(Extracted data entries)
-------------------------
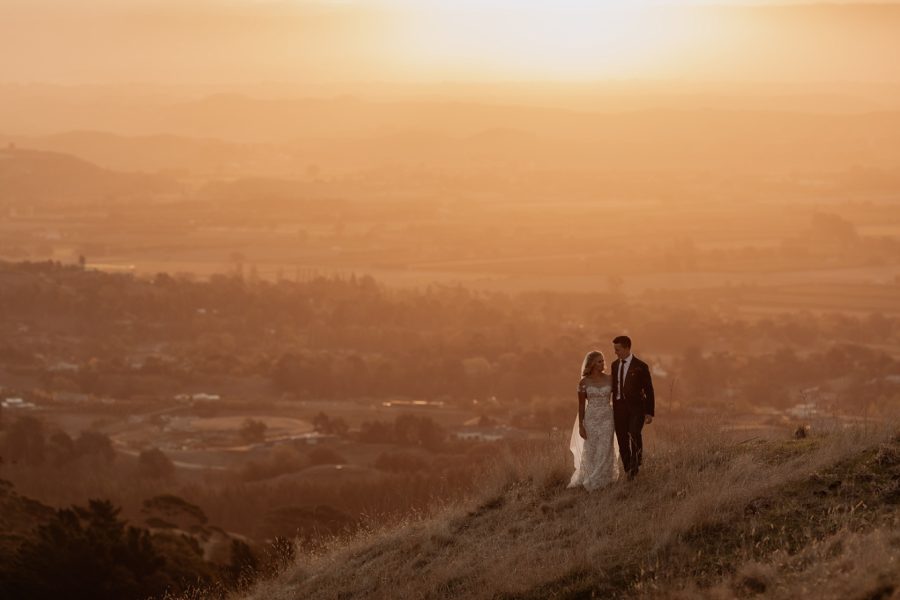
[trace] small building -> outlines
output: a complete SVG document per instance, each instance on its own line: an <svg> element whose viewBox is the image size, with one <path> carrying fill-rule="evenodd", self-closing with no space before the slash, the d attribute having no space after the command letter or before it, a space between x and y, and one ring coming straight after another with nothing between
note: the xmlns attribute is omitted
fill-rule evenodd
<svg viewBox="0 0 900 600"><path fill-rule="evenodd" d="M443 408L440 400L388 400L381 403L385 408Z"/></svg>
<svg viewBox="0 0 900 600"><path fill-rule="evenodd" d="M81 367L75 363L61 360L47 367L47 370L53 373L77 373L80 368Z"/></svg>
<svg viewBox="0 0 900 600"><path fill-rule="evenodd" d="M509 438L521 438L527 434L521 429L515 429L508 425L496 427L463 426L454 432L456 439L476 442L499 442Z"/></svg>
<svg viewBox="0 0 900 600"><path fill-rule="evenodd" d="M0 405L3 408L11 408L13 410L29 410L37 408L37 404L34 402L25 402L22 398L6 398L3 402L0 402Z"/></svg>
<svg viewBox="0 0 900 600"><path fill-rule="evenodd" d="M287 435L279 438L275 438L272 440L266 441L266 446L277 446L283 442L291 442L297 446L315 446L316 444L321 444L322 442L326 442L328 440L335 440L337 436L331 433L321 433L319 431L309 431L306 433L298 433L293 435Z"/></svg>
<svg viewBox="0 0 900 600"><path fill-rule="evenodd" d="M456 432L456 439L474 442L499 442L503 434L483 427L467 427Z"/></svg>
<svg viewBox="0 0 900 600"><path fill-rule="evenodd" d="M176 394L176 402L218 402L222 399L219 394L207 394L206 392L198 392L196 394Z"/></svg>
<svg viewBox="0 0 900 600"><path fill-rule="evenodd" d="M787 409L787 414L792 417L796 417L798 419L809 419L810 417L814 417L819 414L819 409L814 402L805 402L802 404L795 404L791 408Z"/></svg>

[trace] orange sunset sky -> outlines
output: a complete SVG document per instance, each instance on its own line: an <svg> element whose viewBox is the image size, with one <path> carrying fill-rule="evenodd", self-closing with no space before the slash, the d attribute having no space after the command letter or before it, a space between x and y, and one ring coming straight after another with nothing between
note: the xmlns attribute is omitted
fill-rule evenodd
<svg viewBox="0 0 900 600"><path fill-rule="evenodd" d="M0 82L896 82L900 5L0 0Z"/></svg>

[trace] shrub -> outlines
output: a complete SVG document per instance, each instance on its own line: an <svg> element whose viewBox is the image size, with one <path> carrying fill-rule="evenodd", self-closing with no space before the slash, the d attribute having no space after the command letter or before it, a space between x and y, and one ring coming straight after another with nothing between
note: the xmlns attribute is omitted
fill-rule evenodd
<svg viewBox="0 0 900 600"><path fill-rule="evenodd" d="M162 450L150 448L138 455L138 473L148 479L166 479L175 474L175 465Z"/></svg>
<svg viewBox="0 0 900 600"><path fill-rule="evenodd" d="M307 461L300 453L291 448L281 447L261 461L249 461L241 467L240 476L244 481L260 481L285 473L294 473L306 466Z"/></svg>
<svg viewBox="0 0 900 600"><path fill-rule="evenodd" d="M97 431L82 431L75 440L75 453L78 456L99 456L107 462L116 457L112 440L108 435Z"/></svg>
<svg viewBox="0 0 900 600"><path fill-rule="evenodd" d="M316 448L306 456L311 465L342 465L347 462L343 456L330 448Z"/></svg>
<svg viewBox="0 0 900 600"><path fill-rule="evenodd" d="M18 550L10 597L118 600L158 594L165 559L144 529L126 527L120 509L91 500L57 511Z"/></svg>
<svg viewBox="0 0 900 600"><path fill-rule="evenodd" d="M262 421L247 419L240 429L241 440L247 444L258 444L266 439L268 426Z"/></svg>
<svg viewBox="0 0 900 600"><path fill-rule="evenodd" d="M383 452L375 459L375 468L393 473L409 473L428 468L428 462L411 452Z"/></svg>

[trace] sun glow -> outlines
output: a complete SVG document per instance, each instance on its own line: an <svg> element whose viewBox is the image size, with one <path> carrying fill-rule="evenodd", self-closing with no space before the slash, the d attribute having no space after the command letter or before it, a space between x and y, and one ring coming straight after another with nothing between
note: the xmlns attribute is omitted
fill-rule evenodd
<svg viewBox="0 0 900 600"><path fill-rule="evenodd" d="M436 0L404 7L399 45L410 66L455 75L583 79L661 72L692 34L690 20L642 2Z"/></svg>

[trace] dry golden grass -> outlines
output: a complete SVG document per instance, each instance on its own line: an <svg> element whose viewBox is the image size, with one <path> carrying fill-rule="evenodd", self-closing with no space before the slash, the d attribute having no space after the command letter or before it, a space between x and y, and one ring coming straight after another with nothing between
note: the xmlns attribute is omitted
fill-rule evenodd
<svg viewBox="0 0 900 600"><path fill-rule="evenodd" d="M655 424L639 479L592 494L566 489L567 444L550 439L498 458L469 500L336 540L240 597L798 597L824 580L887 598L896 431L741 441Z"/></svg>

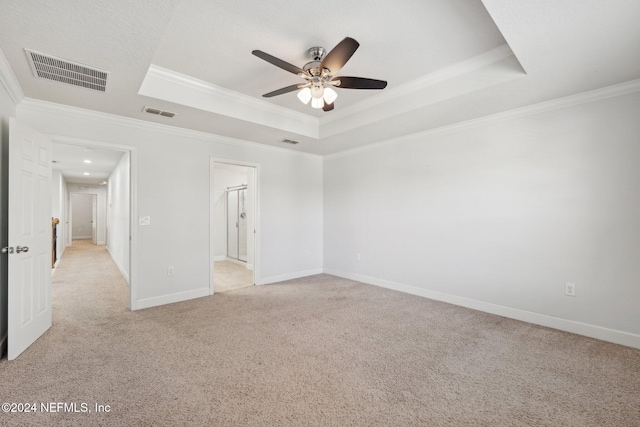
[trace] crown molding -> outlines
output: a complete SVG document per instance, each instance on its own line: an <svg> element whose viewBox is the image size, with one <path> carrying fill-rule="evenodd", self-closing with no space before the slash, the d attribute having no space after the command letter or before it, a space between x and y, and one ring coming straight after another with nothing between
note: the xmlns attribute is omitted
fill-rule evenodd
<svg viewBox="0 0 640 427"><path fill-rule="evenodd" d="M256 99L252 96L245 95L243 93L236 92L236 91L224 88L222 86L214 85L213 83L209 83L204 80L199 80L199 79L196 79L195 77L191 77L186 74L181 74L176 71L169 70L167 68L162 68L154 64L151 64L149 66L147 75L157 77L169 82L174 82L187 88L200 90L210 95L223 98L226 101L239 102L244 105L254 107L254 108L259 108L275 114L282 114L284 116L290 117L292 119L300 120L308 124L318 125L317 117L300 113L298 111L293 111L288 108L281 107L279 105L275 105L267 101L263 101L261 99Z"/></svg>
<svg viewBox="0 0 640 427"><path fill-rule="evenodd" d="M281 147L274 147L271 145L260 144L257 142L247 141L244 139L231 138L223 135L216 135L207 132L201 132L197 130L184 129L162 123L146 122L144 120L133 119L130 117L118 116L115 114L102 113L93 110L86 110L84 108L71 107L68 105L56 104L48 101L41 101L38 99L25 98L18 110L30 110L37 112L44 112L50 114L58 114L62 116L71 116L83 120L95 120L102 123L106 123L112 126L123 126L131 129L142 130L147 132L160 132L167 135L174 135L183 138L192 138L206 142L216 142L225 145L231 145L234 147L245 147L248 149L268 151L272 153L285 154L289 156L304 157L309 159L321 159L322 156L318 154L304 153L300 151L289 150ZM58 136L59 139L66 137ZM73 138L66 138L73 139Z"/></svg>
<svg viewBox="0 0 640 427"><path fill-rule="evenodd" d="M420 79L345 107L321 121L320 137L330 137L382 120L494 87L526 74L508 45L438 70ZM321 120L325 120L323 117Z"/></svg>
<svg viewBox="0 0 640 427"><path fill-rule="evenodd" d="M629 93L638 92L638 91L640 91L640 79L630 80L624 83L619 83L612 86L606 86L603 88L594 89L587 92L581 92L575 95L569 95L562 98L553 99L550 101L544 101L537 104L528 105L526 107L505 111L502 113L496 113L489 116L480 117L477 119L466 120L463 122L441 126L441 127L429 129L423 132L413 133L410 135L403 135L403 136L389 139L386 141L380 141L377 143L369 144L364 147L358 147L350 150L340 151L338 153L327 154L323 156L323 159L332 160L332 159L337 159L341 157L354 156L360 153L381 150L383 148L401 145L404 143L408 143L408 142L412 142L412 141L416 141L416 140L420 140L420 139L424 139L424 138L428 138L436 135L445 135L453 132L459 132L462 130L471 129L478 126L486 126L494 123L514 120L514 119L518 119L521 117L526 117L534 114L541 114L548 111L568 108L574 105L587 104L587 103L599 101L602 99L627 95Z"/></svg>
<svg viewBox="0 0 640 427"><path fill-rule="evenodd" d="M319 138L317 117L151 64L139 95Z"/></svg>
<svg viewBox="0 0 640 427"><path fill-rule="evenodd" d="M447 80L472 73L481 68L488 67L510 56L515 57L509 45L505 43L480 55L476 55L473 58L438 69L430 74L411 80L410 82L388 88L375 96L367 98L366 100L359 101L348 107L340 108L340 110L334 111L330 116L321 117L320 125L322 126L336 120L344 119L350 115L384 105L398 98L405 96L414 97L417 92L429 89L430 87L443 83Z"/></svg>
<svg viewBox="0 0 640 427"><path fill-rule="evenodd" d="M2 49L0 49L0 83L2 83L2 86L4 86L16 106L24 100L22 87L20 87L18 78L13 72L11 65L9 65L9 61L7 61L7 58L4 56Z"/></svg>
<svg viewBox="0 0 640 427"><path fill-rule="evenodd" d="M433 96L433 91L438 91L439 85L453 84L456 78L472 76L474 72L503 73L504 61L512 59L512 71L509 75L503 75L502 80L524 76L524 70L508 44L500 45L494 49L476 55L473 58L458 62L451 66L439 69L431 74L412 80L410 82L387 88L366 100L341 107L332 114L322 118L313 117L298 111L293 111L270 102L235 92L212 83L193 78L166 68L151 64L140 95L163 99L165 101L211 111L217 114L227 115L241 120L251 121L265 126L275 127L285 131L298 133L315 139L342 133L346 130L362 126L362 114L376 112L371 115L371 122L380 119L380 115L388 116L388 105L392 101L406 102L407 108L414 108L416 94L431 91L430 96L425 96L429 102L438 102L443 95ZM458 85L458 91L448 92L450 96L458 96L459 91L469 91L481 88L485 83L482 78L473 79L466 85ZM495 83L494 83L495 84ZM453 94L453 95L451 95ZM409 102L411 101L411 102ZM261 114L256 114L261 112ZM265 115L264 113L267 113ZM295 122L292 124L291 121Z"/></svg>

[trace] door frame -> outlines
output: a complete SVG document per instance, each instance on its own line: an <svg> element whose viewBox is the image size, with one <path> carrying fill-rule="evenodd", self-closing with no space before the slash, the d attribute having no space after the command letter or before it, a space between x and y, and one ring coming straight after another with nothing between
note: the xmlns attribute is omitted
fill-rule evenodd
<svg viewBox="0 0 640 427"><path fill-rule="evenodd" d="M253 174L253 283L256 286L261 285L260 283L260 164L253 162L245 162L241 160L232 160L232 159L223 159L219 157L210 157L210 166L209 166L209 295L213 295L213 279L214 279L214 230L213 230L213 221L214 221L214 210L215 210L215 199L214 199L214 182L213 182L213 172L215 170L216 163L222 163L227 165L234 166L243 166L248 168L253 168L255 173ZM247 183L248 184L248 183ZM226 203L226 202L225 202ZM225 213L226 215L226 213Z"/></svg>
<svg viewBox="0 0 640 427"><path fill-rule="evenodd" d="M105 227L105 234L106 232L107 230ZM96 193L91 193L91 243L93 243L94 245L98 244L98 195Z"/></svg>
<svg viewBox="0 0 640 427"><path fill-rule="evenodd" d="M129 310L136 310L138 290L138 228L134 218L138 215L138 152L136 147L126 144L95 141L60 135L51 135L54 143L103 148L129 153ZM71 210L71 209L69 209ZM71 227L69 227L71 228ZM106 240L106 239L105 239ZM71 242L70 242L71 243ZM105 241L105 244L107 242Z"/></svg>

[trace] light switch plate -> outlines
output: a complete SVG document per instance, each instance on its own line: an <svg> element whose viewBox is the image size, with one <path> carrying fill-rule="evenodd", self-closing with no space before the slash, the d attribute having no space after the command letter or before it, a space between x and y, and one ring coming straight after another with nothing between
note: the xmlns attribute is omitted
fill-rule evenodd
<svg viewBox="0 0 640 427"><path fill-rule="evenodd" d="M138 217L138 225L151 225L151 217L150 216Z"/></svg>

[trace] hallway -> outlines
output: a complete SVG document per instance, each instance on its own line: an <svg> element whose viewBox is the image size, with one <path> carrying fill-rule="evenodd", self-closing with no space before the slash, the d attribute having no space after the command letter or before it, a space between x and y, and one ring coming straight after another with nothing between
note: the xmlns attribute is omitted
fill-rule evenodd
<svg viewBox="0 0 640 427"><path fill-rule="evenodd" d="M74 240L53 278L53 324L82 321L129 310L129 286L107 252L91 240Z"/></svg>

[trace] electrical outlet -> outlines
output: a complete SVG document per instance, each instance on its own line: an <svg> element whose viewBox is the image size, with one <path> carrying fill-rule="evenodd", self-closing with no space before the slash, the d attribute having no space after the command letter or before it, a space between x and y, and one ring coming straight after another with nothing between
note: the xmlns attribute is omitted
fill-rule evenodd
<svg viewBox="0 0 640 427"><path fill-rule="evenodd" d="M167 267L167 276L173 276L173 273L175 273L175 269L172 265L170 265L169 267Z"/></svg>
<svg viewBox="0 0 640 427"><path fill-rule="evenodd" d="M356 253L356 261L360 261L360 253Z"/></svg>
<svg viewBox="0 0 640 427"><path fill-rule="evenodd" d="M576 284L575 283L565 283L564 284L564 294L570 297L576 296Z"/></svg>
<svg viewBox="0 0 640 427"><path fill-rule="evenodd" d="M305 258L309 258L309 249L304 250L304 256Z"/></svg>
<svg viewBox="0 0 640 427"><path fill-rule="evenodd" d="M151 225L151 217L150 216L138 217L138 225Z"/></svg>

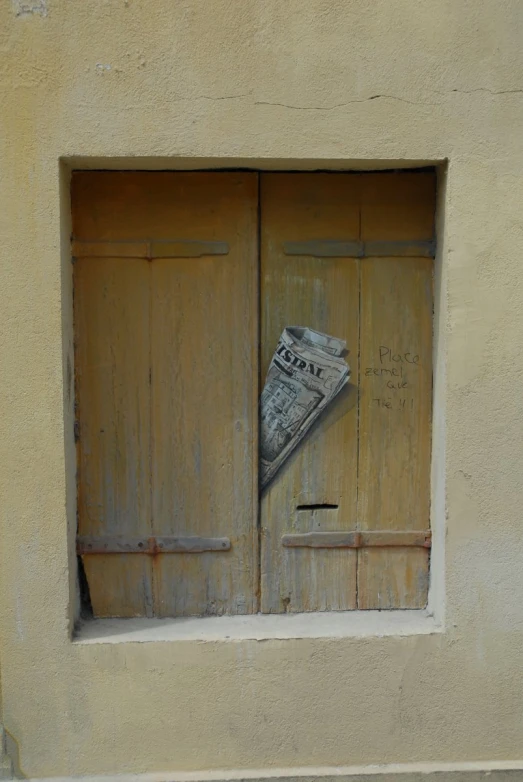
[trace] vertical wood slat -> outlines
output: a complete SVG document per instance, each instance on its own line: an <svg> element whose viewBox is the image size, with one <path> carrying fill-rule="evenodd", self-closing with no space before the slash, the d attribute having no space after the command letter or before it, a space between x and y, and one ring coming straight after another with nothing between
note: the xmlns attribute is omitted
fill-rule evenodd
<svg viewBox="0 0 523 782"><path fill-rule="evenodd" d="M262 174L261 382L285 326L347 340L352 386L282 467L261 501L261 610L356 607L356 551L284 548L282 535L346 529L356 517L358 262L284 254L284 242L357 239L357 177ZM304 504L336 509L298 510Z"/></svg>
-------------------------
- _Exercise requirements_
There is a line with "[trace] orange sunset sky -> outlines" and a line with "[trace] shrub -> outlines" above. Copy exactly those two lines and all lines between them, with nothing else.

- _Solved exercise_
[trace] orange sunset sky -> outlines
output: a complete SVG document per instance, each instance on its own line: an <svg> element whose viewBox is the image size, with one <path> carrying fill-rule="evenodd", self-closing with no space before the slash, the d attribute having no space after the command letter or before it, a space between x and y, and one ring coming straight after another with nothing between
note: the xmlns attribute is omitted
fill-rule evenodd
<svg viewBox="0 0 900 600"><path fill-rule="evenodd" d="M0 82L896 82L900 5L0 0Z"/></svg>

[trace] shrub -> outlines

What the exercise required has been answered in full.